Страшно хочется поцеловать землю, то есть синее ковровое покрытие в «рукаве» перехода, но как-то неловко это делать на глазах у службы безопасности, а там ее людей столько, что хватило бы на небольшую армию. Так и не поцеловав ковер, я выхожу из терминала на ослепительную, до мозга костей пронизывающую делийскую жару, абсолютно не похожую на влажную духоту моего родного Бомбея. Жара раскрывает нам свои объятия. Дорога стелется ковром. Мы забираемся в белый потрепанный «индустан амбассадор», похожий на будто выкатившийся из прошлого британский «моррис-оксфорд», давно забытый, но воскресший в этой вполне приличной индийской своей версии. Кондиционер в «амбассадоре» не работает.
Я дома.
Индия бурлит, спешит, а я, посреди уличных голосов и шума, глазею по сторонам и вижу, что, в общем-то, все здесь осталось, как и было. «Покупайте „Милли“. Отличные ловушки для тараканов!», «Пейте минеральную воду „Хелло“!», «Скорость восхищает, но убивает!». Но появилось и новенькое. «Подпишитесь на Oracle-81!», «Осваивайте Java!» И как будто в доказательство тому, что годы протекционизма ушли в далекое прошлое, повсюду присутствие «Кока-Колы». В прошлый мой приезд «Кока-Кола» была еще под запретом, и продавались довольно противненькие местные ее аналоги — «Кампа-Кола» и «Тамс-Ап». Теперь же бутылки с красными ярлыками пестреют через каждые десять ярдов. Нынешний слоган «Кока-Колы», переведенный на хинди и написанный латиницей: «Jo Chaho Но Jaaye», звучит примерно так: «Пусть пройдет любое твое желание».
Предпочитаю думать, что это в хорошем смысле.
«Пожалуйста, сигнальте», — предлагают надписи сзади на грузовиках, миллионами запрудивших дорогу. Другие грузовики, а также легковушки, мотоциклы, мотоскутеры, такси и авторикши («пхат-пхат») радостно откликаются на предложение, и город гудит, встречая нас с Зафаром привычной симфонией своих улиц.
На задних бортах надписи: «Не уверен — не обгоняй!», «Прости-прощай!», «Толстяк!».

* * * *

КОРОТКОЕ ЗАДАНИЕ 1:
Найдите в записях ниже все строки, где встречается слово «metal», и выпишите их. Регистр букв учитывается.

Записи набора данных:

* * * *

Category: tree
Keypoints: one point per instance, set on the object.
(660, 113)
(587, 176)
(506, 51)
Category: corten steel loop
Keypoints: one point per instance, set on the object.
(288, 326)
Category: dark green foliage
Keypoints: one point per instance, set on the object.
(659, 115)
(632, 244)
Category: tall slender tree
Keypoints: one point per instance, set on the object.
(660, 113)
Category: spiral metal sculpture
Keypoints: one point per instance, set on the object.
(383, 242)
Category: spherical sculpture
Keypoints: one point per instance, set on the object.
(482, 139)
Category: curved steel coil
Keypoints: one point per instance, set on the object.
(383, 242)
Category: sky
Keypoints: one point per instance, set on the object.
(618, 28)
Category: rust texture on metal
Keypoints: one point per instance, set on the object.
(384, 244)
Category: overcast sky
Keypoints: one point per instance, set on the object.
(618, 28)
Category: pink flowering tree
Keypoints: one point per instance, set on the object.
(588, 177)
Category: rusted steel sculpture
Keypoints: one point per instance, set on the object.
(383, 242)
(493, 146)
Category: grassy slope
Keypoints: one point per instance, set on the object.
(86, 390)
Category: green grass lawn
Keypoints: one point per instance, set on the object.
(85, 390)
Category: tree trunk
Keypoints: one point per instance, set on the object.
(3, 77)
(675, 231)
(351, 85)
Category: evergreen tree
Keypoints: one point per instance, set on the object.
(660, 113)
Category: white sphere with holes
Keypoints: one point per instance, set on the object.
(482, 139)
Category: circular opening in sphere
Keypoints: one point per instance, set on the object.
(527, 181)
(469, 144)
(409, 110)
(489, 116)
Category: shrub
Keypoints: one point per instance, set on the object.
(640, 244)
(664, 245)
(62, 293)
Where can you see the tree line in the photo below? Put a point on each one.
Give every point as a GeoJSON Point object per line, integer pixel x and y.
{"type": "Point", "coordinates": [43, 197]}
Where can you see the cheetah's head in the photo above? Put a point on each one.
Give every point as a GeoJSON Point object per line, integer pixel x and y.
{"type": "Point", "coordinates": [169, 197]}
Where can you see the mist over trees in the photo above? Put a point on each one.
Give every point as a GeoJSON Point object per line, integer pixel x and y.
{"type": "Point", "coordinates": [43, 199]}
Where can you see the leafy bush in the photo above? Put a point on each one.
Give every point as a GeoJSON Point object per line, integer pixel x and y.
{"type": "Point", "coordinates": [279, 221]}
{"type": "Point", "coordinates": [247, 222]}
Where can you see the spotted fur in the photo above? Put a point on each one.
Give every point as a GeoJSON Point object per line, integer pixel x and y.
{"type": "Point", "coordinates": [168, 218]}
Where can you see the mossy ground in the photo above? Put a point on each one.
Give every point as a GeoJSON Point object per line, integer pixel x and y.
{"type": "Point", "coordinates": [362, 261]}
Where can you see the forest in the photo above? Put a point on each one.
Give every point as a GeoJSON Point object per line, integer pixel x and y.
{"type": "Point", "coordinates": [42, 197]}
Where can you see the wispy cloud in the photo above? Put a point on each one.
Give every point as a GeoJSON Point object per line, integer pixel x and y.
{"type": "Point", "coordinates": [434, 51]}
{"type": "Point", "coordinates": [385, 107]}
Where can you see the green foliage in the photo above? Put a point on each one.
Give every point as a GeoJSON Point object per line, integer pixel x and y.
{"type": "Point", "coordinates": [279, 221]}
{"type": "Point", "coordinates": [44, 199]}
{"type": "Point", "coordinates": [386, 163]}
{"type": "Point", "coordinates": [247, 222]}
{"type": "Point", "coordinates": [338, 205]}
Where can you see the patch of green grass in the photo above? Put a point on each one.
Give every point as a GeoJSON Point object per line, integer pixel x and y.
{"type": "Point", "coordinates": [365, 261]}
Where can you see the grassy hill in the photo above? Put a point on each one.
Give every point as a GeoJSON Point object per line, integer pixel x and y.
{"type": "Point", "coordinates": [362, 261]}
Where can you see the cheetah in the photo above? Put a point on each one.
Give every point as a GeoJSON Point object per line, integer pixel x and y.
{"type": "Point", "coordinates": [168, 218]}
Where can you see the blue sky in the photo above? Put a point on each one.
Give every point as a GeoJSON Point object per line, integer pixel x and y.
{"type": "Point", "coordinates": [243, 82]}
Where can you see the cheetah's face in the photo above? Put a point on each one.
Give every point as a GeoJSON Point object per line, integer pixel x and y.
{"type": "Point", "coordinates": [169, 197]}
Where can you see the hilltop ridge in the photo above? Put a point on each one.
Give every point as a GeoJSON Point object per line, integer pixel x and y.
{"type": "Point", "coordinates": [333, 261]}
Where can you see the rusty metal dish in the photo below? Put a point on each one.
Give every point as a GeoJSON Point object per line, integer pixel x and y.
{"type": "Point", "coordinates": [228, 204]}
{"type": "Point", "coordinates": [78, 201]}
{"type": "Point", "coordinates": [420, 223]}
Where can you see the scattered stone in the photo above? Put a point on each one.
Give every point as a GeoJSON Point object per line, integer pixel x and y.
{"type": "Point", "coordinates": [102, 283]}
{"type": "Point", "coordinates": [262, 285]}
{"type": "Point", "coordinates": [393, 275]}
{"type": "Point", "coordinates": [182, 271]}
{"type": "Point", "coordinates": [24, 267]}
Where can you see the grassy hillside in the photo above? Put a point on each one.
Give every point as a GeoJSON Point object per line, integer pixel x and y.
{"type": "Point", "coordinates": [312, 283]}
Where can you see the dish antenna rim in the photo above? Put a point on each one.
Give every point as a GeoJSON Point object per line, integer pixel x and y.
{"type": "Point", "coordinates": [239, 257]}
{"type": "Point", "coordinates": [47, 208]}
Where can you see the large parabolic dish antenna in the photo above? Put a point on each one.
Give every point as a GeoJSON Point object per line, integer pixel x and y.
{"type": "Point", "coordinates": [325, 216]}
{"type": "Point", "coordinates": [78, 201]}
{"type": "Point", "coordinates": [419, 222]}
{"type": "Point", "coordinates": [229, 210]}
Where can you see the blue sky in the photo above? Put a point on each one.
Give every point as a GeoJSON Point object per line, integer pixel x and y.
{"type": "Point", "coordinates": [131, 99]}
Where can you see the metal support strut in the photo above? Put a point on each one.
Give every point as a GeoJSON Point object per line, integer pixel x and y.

* * * *

КОРОТКОЕ ЗАДАНИЕ 2:
Допишите, пожалуйста, продолжение отрывка о прилете в Дели, приведенного выше, начиная сразу после его последнего предложения.

ОТВЕТ НА ЗАДАНИЕ 1:
Category: spiral metal sculpture
Category: rust texture on metal
Where can you see the rusty metal dish in the photo below? Put a point on each one.
Where can you see the metal support strut in the photo above? Put a point on each one.

ОТВЕТ НА ЗАДАНИЕ 2:
В новостях та же какофония. Диалог между Индией и Пакистаном, как всегда, ведется на повышенных тонах. В Пакистане суд приговорил экс-премьер-министра Наваза Шарифа к пожизненному заключению, и процесс, больше походивший на показательный спектакль, который генерал Первез Мушарраф [144] устроил ради захвата власти, наконец завершился. Индийские комментаторы все громко связывают это событие с недавним признанием Пакистана: проведены испытания новой баллистической ракеты «Шахин-2», мрачно намекая на новое ухудшение отношений между двумя странами. Какой-то деятель из БДП упрекает имама Бухари в «преступной толерантности» за якобы пропакистанские и антииндийские заявления. Plus `a change [145] . Накал страстей, как всегда, высок.
144
Первез Мушарраф (р. 1943) — президент Пакистана, который пришел к власти в 1999 г, в результате бескровного государственного переворота.
145
Все по-старому, ничего не изменилось (фр.).
Билл Клинтон во время своего недавнего визита в Индию, конечно, не мог не быть втянут в выяснение отношений между Индией и Пакистаном. С точки зрения Индии, он сказал много правильного. В частности, высказывания о Пакистане как диктаторском режиме, его ядерной бомбе и антилиберализме снискали ему множество друзей, и это после долгих лет, когда США проводили в здешнем регионе политику, суть которой состояла, говоря словами д-ра Киссинджера, в том, чтобы «подставить плечо» Пакистану.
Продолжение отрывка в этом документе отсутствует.